Transcribe the lines of the records starting with the one that has "Task: point to the information" in it and ending with the last, and transcribe nothing else.

-- start of Provided data --

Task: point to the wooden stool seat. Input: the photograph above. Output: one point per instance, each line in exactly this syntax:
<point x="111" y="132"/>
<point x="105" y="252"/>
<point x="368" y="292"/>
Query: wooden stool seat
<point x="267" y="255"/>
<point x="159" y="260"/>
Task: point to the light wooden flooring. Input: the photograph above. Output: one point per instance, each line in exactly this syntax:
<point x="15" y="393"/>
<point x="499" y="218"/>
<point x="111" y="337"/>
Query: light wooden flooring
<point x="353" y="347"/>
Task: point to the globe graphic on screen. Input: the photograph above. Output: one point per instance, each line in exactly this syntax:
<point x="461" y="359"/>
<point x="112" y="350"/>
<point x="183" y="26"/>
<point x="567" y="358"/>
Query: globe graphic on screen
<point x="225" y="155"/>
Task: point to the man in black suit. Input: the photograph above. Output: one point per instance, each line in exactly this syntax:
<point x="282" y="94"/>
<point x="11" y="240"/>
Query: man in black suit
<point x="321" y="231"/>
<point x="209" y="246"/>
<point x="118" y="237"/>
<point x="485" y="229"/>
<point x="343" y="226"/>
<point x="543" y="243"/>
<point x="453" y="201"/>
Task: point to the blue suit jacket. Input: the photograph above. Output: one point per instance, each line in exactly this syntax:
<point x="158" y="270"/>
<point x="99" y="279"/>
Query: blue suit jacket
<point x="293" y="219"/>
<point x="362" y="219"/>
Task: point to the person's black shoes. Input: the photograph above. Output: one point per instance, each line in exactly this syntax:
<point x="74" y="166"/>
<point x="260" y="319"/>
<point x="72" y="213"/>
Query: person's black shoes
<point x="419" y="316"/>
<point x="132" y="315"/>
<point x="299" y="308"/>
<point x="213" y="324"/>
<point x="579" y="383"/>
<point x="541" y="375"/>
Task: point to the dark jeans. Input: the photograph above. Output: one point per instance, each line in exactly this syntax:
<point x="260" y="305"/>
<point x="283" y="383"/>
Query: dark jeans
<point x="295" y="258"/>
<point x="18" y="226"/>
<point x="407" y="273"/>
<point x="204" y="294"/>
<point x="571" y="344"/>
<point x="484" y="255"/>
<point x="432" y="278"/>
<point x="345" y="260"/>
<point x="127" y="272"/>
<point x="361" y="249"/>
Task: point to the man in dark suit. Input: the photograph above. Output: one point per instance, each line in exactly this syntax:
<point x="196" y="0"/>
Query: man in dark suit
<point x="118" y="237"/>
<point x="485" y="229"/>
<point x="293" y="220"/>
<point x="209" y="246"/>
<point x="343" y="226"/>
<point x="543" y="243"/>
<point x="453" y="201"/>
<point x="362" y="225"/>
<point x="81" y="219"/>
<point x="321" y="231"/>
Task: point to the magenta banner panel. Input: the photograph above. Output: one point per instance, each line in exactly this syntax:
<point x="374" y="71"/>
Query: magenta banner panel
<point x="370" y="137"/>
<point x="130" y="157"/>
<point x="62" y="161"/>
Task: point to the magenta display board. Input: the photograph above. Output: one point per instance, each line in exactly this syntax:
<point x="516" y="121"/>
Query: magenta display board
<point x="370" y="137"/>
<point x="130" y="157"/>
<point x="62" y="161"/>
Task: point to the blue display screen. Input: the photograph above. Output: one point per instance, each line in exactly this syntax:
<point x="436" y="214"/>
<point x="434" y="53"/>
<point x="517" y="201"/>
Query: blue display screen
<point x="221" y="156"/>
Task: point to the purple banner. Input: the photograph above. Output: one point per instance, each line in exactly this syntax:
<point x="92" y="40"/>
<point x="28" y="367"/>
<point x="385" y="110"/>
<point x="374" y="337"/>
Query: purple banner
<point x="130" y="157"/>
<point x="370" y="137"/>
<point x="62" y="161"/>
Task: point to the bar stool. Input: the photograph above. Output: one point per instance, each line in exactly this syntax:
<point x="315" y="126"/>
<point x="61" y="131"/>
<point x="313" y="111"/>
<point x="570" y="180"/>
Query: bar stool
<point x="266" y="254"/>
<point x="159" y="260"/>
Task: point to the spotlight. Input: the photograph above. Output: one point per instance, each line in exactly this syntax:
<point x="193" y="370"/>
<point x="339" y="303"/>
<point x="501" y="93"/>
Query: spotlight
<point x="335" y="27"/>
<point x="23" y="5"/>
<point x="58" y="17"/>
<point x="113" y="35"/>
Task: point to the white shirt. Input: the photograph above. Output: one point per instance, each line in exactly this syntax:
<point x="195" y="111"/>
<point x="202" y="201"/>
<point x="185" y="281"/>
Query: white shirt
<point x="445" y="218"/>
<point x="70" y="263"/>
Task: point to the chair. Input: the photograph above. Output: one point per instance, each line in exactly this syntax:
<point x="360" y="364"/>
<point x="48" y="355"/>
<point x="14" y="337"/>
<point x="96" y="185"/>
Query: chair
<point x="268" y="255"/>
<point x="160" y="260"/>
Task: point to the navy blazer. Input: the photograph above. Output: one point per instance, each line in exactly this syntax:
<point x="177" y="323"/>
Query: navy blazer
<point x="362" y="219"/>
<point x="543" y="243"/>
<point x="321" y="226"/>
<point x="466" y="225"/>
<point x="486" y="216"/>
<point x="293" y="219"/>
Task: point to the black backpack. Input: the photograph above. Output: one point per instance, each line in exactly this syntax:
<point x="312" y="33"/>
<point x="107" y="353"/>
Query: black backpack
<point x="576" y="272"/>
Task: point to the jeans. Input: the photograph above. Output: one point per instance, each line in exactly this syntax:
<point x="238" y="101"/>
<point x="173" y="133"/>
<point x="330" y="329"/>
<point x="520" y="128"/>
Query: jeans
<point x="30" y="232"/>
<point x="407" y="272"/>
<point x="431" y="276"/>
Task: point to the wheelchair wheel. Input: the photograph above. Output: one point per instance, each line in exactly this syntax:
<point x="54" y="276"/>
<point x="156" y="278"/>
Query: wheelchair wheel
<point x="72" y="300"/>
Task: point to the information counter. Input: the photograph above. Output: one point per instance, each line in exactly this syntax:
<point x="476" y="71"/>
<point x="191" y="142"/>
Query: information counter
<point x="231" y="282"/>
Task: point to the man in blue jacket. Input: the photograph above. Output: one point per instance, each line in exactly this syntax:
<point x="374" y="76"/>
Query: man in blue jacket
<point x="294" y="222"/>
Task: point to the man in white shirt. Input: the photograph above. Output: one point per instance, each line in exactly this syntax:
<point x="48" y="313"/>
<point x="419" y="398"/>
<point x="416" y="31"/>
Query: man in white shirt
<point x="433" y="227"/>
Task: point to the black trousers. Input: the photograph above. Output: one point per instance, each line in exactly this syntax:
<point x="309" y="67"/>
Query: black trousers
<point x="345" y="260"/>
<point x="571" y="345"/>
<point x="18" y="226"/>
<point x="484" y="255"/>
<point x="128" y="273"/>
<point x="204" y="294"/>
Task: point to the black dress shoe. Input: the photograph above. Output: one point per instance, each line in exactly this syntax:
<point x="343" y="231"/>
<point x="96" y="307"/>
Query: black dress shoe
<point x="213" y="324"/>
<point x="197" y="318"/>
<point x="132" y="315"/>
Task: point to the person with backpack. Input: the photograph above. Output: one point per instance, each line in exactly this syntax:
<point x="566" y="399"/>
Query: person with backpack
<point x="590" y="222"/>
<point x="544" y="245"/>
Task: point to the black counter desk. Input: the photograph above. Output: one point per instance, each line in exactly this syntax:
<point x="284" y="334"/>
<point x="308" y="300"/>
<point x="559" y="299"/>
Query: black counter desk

-- end of Provided data --

• Worked answer:
Task: point to the information counter. Input: the photograph above. Output: one point per instance, each line in exactly this syntax:
<point x="476" y="71"/>
<point x="191" y="142"/>
Query: information counter
<point x="231" y="282"/>
Task: point to the man in blue jacket. Input: the photograph above. Output: one point per instance, each line in exactly this syntax:
<point x="374" y="76"/>
Query: man in blue jacket
<point x="294" y="222"/>
Task: point to the man in white shirt. Input: the photograph above. Output: one point per instance, each line in exactly this syntax:
<point x="48" y="313"/>
<point x="419" y="398"/>
<point x="416" y="31"/>
Query: man in white shirt
<point x="433" y="227"/>
Task: point to the black trousers. Input: the photograph above. Output: one point per instance, each line in exactly this syntax:
<point x="309" y="67"/>
Query: black trousers
<point x="345" y="260"/>
<point x="571" y="345"/>
<point x="18" y="226"/>
<point x="484" y="255"/>
<point x="128" y="273"/>
<point x="204" y="294"/>
Task: point to the black dress shoe. Input: the photograph above. Output: one point per instance, each line in exactly this syntax:
<point x="343" y="231"/>
<point x="96" y="307"/>
Query: black dress shoe
<point x="213" y="324"/>
<point x="197" y="318"/>
<point x="132" y="315"/>
Task: point to the person with backpack. Input: the photograph above. Output: one point per instance, each line in exactly this syntax:
<point x="566" y="399"/>
Query: person with backpack
<point x="590" y="222"/>
<point x="544" y="245"/>
Task: point to the black counter desk. Input: the photograph above. Output: one point per instance, each line in exactly this syntax:
<point x="284" y="334"/>
<point x="308" y="300"/>
<point x="559" y="299"/>
Query: black counter desk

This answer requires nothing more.